Given passage>
--

Boosting resilience is urgent: Why must businesses adapt to a world where temperatures rise by 1.5°C?


Businesses must enhance their climate resilience to withstand increasingly frequent climate-related disasters.

Image source: Unsplash/Hoang Nguyen




Chen Deliang

Professor, Department of Earth System Science, Tsinghua University

Gill Einhorn

Global Head of Innovation and Transformation at the World Economic Forum



  • The collapse of Earth's systems is increasingly undermining corporate profit levels, fixed assets, supply chains, and societies across nations.

  • If companies fail to proactively address climate risks, they could face annual revenue losses of up to 7% by 2035.

  • China is facing risks posed by climate disasters, yet it is also taking the lead in investing and actively implementing a forward-thinking resilience strategy.

--

Supplied data>
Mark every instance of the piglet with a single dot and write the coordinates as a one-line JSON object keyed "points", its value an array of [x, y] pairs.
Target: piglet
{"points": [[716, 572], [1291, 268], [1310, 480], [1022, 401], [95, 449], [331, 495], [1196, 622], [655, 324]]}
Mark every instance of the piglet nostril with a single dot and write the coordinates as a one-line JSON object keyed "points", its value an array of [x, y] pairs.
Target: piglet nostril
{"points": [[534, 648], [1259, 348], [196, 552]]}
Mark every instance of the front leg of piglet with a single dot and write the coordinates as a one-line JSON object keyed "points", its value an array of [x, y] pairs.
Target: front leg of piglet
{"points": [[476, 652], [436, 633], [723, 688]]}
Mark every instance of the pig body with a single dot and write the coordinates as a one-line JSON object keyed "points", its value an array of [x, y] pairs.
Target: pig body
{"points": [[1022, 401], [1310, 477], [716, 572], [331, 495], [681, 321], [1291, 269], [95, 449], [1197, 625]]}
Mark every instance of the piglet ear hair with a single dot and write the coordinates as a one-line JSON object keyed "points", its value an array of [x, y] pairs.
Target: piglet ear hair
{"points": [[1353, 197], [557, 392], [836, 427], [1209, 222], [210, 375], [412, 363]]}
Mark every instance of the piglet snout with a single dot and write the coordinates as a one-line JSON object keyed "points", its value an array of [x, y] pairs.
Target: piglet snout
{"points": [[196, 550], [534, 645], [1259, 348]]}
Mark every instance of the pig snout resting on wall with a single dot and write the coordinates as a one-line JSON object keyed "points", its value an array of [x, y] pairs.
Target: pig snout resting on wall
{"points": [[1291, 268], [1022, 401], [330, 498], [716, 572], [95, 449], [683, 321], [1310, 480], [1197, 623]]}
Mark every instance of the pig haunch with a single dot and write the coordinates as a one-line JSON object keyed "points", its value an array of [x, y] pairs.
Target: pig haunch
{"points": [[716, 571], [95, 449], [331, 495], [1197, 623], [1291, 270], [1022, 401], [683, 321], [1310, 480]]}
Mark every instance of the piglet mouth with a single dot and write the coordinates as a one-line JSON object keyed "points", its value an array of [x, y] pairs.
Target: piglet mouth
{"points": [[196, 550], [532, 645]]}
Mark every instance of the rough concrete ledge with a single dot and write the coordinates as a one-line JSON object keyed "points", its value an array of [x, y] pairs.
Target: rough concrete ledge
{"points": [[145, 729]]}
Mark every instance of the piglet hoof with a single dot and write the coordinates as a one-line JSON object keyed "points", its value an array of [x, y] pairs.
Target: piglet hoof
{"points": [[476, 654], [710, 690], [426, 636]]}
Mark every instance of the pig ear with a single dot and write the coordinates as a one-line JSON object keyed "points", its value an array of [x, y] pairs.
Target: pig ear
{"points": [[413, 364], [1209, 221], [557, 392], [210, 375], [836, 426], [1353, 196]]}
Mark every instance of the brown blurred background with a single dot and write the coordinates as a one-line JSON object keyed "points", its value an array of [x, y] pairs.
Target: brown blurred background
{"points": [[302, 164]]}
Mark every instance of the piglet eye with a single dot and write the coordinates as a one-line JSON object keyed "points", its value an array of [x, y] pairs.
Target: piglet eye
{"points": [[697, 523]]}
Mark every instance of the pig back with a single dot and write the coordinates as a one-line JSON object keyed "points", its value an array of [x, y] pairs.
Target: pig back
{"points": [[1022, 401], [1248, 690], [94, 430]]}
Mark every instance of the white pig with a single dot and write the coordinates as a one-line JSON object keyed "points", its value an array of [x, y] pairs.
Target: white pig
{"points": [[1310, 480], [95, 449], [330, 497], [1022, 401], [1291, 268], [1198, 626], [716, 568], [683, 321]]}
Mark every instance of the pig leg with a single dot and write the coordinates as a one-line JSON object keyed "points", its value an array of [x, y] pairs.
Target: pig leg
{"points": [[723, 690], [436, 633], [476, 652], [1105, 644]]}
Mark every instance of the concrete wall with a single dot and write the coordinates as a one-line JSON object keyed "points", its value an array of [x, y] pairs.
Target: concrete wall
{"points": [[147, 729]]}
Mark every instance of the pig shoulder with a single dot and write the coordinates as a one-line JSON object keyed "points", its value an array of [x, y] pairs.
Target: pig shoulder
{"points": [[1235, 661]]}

--

What the task requires>
Using the article on business climate resilience, decide whether each statement agrees with it and answer yes or no, quoting the deciding words. (a) Companies that do not proactively address climate risks could lose up to 7% of annual revenue by 2035. (b) China is described as free of risks from climate disasters. (c) Gill Einhorn is a professor at Tsinghua University.

Full solution>
(a) Yes: "If companies fail to proactively address climate risks, they could face annual revenue losses of up to 7% by 2035."
(b) No: "China is facing risks posed by climate disasters"
(c) No: "Global Head of Innovation and Transformation at the World Economic Forum"